**What you will do**: Update the listing below by replacing "bounding box" with "box coordinates" wherever it appears, and leave every other line untouched.
_____
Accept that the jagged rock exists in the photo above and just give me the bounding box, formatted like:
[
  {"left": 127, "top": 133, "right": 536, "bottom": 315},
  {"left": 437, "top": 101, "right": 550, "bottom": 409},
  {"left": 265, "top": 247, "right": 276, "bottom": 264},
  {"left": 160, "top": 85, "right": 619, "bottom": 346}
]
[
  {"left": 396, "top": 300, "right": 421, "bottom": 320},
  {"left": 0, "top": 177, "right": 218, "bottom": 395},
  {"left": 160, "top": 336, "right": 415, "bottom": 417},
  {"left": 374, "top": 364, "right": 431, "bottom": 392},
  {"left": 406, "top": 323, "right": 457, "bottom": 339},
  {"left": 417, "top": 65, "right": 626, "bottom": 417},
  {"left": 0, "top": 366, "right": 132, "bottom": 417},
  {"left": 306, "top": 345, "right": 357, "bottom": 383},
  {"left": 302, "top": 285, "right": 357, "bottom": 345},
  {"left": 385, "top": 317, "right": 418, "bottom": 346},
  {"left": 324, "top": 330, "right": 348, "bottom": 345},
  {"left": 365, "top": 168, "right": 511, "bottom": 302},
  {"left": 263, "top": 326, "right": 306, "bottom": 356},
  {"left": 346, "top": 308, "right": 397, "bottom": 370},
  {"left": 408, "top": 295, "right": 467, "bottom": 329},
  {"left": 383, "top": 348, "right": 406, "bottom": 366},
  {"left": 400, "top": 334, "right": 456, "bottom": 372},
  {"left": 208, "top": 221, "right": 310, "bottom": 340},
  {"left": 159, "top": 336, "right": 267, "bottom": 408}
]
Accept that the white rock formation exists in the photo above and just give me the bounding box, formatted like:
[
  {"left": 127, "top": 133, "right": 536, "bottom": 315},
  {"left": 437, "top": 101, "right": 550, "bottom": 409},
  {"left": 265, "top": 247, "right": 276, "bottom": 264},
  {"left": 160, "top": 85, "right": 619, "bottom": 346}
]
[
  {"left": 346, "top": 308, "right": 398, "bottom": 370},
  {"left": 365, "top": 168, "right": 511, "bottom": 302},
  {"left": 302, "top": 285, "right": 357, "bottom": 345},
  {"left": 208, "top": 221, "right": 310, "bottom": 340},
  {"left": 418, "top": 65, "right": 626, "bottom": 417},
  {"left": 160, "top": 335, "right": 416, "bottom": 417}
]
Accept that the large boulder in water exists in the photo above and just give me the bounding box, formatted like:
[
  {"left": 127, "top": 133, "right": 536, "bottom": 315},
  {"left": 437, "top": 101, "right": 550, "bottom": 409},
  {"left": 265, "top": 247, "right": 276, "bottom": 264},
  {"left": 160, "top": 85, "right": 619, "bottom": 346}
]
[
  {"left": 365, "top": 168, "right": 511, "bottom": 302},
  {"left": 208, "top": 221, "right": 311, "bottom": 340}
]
_____
**Solution to this exercise**:
Accept that the jagged rock exists in the photo above and just give me the box coordinates, formatted like:
[
  {"left": 127, "top": 133, "right": 536, "bottom": 315},
  {"left": 437, "top": 101, "right": 550, "bottom": 409},
  {"left": 265, "top": 247, "right": 276, "bottom": 264},
  {"left": 160, "top": 85, "right": 619, "bottom": 346}
]
[
  {"left": 396, "top": 300, "right": 421, "bottom": 320},
  {"left": 0, "top": 177, "right": 218, "bottom": 395},
  {"left": 160, "top": 336, "right": 415, "bottom": 417},
  {"left": 374, "top": 364, "right": 431, "bottom": 392},
  {"left": 406, "top": 323, "right": 457, "bottom": 339},
  {"left": 417, "top": 65, "right": 626, "bottom": 417},
  {"left": 0, "top": 366, "right": 132, "bottom": 417},
  {"left": 306, "top": 345, "right": 357, "bottom": 383},
  {"left": 302, "top": 285, "right": 357, "bottom": 345},
  {"left": 385, "top": 317, "right": 418, "bottom": 346},
  {"left": 324, "top": 330, "right": 348, "bottom": 345},
  {"left": 365, "top": 168, "right": 511, "bottom": 302},
  {"left": 263, "top": 326, "right": 306, "bottom": 356},
  {"left": 346, "top": 308, "right": 397, "bottom": 370},
  {"left": 408, "top": 295, "right": 467, "bottom": 329},
  {"left": 383, "top": 348, "right": 406, "bottom": 366},
  {"left": 400, "top": 334, "right": 456, "bottom": 372},
  {"left": 208, "top": 221, "right": 310, "bottom": 340},
  {"left": 159, "top": 336, "right": 267, "bottom": 408}
]
Accept that the white rock formation exists in the photo above and just give me the box coordinates, formatted like:
[
  {"left": 127, "top": 133, "right": 536, "bottom": 315},
  {"left": 437, "top": 101, "right": 550, "bottom": 409},
  {"left": 265, "top": 247, "right": 276, "bottom": 264},
  {"left": 160, "top": 85, "right": 619, "bottom": 346}
]
[
  {"left": 346, "top": 308, "right": 398, "bottom": 370},
  {"left": 365, "top": 168, "right": 511, "bottom": 302},
  {"left": 302, "top": 285, "right": 357, "bottom": 345},
  {"left": 208, "top": 221, "right": 310, "bottom": 340},
  {"left": 418, "top": 65, "right": 626, "bottom": 417},
  {"left": 160, "top": 335, "right": 416, "bottom": 417}
]
Accept that the large boulder in water exists in the photo above and just give me the box coordinates, formatted like:
[
  {"left": 127, "top": 133, "right": 536, "bottom": 315},
  {"left": 437, "top": 101, "right": 550, "bottom": 409},
  {"left": 265, "top": 247, "right": 276, "bottom": 264},
  {"left": 160, "top": 85, "right": 619, "bottom": 346}
]
[
  {"left": 365, "top": 168, "right": 511, "bottom": 302},
  {"left": 208, "top": 221, "right": 311, "bottom": 340}
]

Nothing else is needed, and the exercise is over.